Aim: Count the lines in the items below that contain the string "space", matching case exactly. Reply with the number alone.

[BEGIN Provided records]

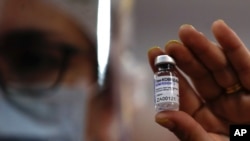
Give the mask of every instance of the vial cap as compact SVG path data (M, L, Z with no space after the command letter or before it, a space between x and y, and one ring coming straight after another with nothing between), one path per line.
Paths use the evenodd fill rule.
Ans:
M159 55L155 58L155 65L170 63L175 65L175 61L168 55Z

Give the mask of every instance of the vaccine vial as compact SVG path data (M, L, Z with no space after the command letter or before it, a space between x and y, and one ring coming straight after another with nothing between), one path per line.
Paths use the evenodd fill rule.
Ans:
M179 79L175 61L168 55L157 56L154 62L154 102L157 112L179 110Z

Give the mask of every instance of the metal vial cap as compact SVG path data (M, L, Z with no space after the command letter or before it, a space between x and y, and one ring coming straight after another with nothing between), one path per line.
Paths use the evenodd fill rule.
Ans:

[END Provided records]

Exercise output: 3